### Records for this exercise:
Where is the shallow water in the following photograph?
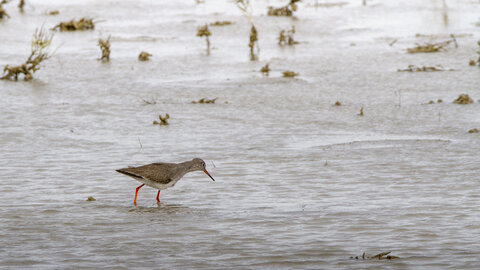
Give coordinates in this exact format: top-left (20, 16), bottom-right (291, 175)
top-left (1, 0), bottom-right (480, 268)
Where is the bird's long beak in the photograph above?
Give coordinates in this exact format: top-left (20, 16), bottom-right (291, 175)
top-left (203, 169), bottom-right (215, 182)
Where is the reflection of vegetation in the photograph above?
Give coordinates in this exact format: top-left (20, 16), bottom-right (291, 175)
top-left (98, 36), bottom-right (111, 61)
top-left (1, 27), bottom-right (54, 81)
top-left (192, 97), bottom-right (217, 104)
top-left (351, 251), bottom-right (400, 260)
top-left (453, 94), bottom-right (473, 104)
top-left (268, 0), bottom-right (300, 17)
top-left (53, 18), bottom-right (94, 31)
top-left (278, 26), bottom-right (298, 46)
top-left (237, 0), bottom-right (259, 61)
top-left (196, 24), bottom-right (211, 55)
top-left (138, 51), bottom-right (152, 61)
top-left (407, 36), bottom-right (457, 53)
top-left (153, 114), bottom-right (170, 125)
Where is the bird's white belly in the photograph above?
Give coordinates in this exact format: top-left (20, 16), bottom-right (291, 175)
top-left (135, 177), bottom-right (178, 190)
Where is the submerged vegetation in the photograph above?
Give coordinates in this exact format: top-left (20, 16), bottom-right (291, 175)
top-left (1, 27), bottom-right (54, 81)
top-left (98, 36), bottom-right (111, 61)
top-left (260, 63), bottom-right (270, 75)
top-left (453, 94), bottom-right (473, 105)
top-left (267, 0), bottom-right (301, 17)
top-left (192, 97), bottom-right (218, 104)
top-left (153, 114), bottom-right (170, 125)
top-left (138, 51), bottom-right (152, 61)
top-left (469, 41), bottom-right (480, 67)
top-left (468, 128), bottom-right (479, 134)
top-left (196, 24), bottom-right (211, 55)
top-left (407, 36), bottom-right (457, 53)
top-left (351, 251), bottom-right (400, 260)
top-left (397, 65), bottom-right (449, 72)
top-left (209, 21), bottom-right (232, 26)
top-left (282, 70), bottom-right (298, 77)
top-left (52, 18), bottom-right (94, 31)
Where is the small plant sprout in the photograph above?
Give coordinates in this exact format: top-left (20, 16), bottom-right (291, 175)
top-left (196, 24), bottom-right (211, 55)
top-left (268, 0), bottom-right (301, 17)
top-left (278, 26), bottom-right (298, 46)
top-left (138, 51), bottom-right (152, 61)
top-left (98, 36), bottom-right (111, 61)
top-left (1, 27), bottom-right (55, 81)
top-left (237, 0), bottom-right (259, 61)
top-left (358, 107), bottom-right (364, 116)
top-left (260, 63), bottom-right (270, 75)
top-left (153, 114), bottom-right (170, 125)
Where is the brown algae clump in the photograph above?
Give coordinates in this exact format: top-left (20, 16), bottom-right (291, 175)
top-left (468, 128), bottom-right (479, 134)
top-left (86, 196), bottom-right (96, 201)
top-left (192, 98), bottom-right (218, 104)
top-left (153, 114), bottom-right (170, 125)
top-left (1, 27), bottom-right (54, 81)
top-left (268, 0), bottom-right (301, 17)
top-left (196, 24), bottom-right (211, 55)
top-left (52, 18), bottom-right (94, 31)
top-left (453, 94), bottom-right (473, 104)
top-left (210, 21), bottom-right (232, 26)
top-left (334, 101), bottom-right (341, 106)
top-left (98, 36), bottom-right (111, 61)
top-left (437, 99), bottom-right (443, 103)
top-left (278, 26), bottom-right (299, 46)
top-left (138, 51), bottom-right (152, 61)
top-left (282, 70), bottom-right (298, 77)
top-left (48, 10), bottom-right (59, 15)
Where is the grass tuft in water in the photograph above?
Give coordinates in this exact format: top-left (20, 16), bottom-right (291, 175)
top-left (98, 36), bottom-right (111, 61)
top-left (196, 24), bottom-right (211, 55)
top-left (153, 114), bottom-right (170, 125)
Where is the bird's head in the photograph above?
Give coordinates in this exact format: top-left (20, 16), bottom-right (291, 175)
top-left (192, 158), bottom-right (215, 181)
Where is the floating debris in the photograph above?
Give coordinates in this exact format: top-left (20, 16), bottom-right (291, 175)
top-left (196, 24), bottom-right (211, 55)
top-left (358, 107), bottom-right (364, 116)
top-left (210, 21), bottom-right (232, 26)
top-left (260, 63), bottom-right (270, 75)
top-left (192, 97), bottom-right (218, 104)
top-left (52, 18), bottom-right (94, 31)
top-left (278, 26), bottom-right (298, 46)
top-left (334, 101), bottom-right (341, 106)
top-left (86, 196), bottom-right (96, 201)
top-left (351, 251), bottom-right (400, 260)
top-left (153, 113), bottom-right (170, 125)
top-left (407, 37), bottom-right (457, 53)
top-left (453, 94), bottom-right (473, 105)
top-left (1, 27), bottom-right (54, 81)
top-left (282, 70), bottom-right (298, 77)
top-left (98, 36), bottom-right (111, 61)
top-left (468, 128), bottom-right (479, 134)
top-left (397, 65), bottom-right (449, 72)
top-left (47, 10), bottom-right (59, 15)
top-left (138, 51), bottom-right (152, 61)
top-left (268, 0), bottom-right (300, 17)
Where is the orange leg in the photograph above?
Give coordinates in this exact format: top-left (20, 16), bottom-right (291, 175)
top-left (156, 190), bottom-right (161, 203)
top-left (134, 184), bottom-right (144, 205)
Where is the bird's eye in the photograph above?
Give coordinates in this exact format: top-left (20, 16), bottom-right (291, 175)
top-left (202, 162), bottom-right (205, 167)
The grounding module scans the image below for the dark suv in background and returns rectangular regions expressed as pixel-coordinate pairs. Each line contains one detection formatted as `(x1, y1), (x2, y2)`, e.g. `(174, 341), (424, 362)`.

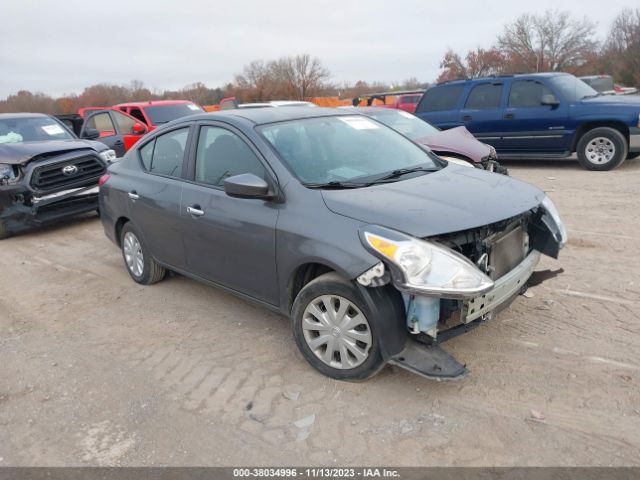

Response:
(415, 72), (640, 170)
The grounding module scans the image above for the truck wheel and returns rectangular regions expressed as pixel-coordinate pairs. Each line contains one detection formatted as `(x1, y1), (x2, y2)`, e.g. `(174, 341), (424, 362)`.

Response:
(0, 221), (11, 240)
(120, 223), (166, 285)
(577, 127), (628, 171)
(627, 152), (640, 160)
(291, 272), (386, 381)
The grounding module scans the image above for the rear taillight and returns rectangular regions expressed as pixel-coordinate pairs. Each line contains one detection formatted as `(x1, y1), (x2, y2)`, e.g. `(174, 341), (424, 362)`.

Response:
(98, 174), (111, 187)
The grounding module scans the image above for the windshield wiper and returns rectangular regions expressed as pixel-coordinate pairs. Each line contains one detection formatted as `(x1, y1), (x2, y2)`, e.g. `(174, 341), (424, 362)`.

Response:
(368, 166), (438, 184)
(303, 180), (370, 189)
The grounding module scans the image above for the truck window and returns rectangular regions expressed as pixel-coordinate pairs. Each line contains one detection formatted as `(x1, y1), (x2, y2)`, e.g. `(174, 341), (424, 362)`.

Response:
(112, 111), (136, 134)
(85, 112), (116, 138)
(129, 108), (146, 123)
(465, 83), (503, 109)
(508, 80), (553, 107)
(415, 86), (464, 113)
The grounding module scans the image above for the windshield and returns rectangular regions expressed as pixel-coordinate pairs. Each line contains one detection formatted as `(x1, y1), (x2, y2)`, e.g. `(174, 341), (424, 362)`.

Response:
(0, 116), (74, 144)
(581, 76), (614, 93)
(550, 75), (599, 101)
(363, 109), (439, 140)
(144, 103), (203, 125)
(260, 115), (440, 185)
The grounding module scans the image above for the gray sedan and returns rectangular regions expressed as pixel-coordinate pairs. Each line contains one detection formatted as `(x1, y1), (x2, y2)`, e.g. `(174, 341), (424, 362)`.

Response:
(99, 107), (566, 381)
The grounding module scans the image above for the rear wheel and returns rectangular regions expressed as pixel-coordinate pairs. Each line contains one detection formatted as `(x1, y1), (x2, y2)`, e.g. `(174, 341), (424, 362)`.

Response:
(120, 223), (166, 285)
(576, 127), (627, 171)
(0, 220), (10, 240)
(292, 272), (385, 380)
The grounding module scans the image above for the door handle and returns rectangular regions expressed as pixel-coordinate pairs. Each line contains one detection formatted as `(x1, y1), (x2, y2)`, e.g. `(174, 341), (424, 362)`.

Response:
(128, 191), (139, 200)
(504, 113), (515, 120)
(462, 115), (472, 121)
(187, 205), (204, 217)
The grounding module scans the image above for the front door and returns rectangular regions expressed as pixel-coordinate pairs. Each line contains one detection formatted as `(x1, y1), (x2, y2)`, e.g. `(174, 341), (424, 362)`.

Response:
(180, 124), (279, 305)
(500, 79), (569, 153)
(81, 111), (126, 157)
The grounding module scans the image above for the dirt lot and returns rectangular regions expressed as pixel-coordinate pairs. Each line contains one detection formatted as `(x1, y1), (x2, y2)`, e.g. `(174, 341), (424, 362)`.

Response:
(1, 159), (639, 466)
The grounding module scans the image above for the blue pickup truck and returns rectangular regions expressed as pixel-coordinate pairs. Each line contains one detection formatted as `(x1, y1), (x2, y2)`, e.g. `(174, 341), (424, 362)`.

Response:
(414, 72), (640, 170)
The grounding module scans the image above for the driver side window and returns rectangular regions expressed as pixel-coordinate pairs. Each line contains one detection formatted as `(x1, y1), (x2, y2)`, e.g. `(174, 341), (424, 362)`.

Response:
(195, 126), (266, 187)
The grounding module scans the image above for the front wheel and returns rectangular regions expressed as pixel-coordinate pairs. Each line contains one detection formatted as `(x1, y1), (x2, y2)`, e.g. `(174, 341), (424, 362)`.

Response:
(291, 272), (386, 380)
(120, 223), (166, 285)
(576, 127), (628, 171)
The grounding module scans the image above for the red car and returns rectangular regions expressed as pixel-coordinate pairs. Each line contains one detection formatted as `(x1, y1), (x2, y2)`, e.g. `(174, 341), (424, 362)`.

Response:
(55, 108), (147, 157)
(114, 100), (204, 131)
(358, 107), (507, 173)
(353, 90), (425, 113)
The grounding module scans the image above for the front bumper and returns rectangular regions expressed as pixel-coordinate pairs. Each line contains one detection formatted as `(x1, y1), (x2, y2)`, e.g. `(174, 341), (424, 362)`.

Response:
(0, 184), (99, 234)
(629, 129), (640, 152)
(462, 250), (541, 323)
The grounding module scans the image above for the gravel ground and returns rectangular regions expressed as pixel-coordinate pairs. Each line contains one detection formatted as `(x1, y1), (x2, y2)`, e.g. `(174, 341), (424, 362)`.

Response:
(1, 158), (639, 466)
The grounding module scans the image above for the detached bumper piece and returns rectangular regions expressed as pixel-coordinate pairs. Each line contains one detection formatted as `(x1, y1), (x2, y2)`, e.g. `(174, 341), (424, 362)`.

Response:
(389, 339), (468, 381)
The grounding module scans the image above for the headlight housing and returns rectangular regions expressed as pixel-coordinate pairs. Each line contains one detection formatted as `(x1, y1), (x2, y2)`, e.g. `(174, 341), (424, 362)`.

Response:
(0, 163), (19, 185)
(360, 226), (494, 298)
(98, 149), (117, 163)
(540, 196), (568, 247)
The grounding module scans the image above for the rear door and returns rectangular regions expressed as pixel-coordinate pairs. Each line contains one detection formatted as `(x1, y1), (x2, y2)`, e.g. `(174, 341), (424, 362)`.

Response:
(127, 125), (192, 269)
(414, 84), (466, 129)
(179, 122), (279, 305)
(500, 79), (569, 153)
(80, 111), (126, 157)
(458, 81), (505, 150)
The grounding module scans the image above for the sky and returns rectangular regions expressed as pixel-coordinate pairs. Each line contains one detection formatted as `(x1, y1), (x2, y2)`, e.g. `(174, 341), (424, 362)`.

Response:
(0, 0), (635, 99)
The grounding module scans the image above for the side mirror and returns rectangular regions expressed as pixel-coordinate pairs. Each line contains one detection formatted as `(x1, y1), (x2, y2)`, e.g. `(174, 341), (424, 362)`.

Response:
(224, 173), (272, 199)
(132, 123), (147, 135)
(82, 128), (100, 140)
(541, 94), (560, 107)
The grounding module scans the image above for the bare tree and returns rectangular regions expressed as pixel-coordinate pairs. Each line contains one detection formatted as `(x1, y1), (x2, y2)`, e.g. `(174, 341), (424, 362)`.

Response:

### Task to carry out:
Repeat the records above exactly, from the first line through the line that contains "Where is the bird's white", and leave out the pictures.

### Expected answer:
Where is the shallow water in the following photograph?
Give coordinates in this exact format: top-left (20, 16), bottom-right (291, 175)
top-left (1, 0), bottom-right (480, 268)
Where is the bird's long beak in the photograph above?
Give coordinates in this exact format: top-left (20, 16), bottom-right (291, 175)
top-left (203, 169), bottom-right (215, 182)
Where is the reflection of vegetation in the photograph above?
Give coordinates in this exact format: top-left (20, 16), bottom-right (291, 175)
top-left (98, 36), bottom-right (111, 61)
top-left (1, 27), bottom-right (54, 81)
top-left (192, 97), bottom-right (217, 104)
top-left (351, 251), bottom-right (400, 260)
top-left (453, 94), bottom-right (473, 104)
top-left (268, 0), bottom-right (300, 17)
top-left (53, 18), bottom-right (94, 31)
top-left (278, 26), bottom-right (298, 46)
top-left (237, 0), bottom-right (259, 61)
top-left (196, 24), bottom-right (211, 55)
top-left (138, 51), bottom-right (152, 61)
top-left (407, 36), bottom-right (457, 53)
top-left (153, 114), bottom-right (170, 125)
Where is the bird's white belly in the photograph above?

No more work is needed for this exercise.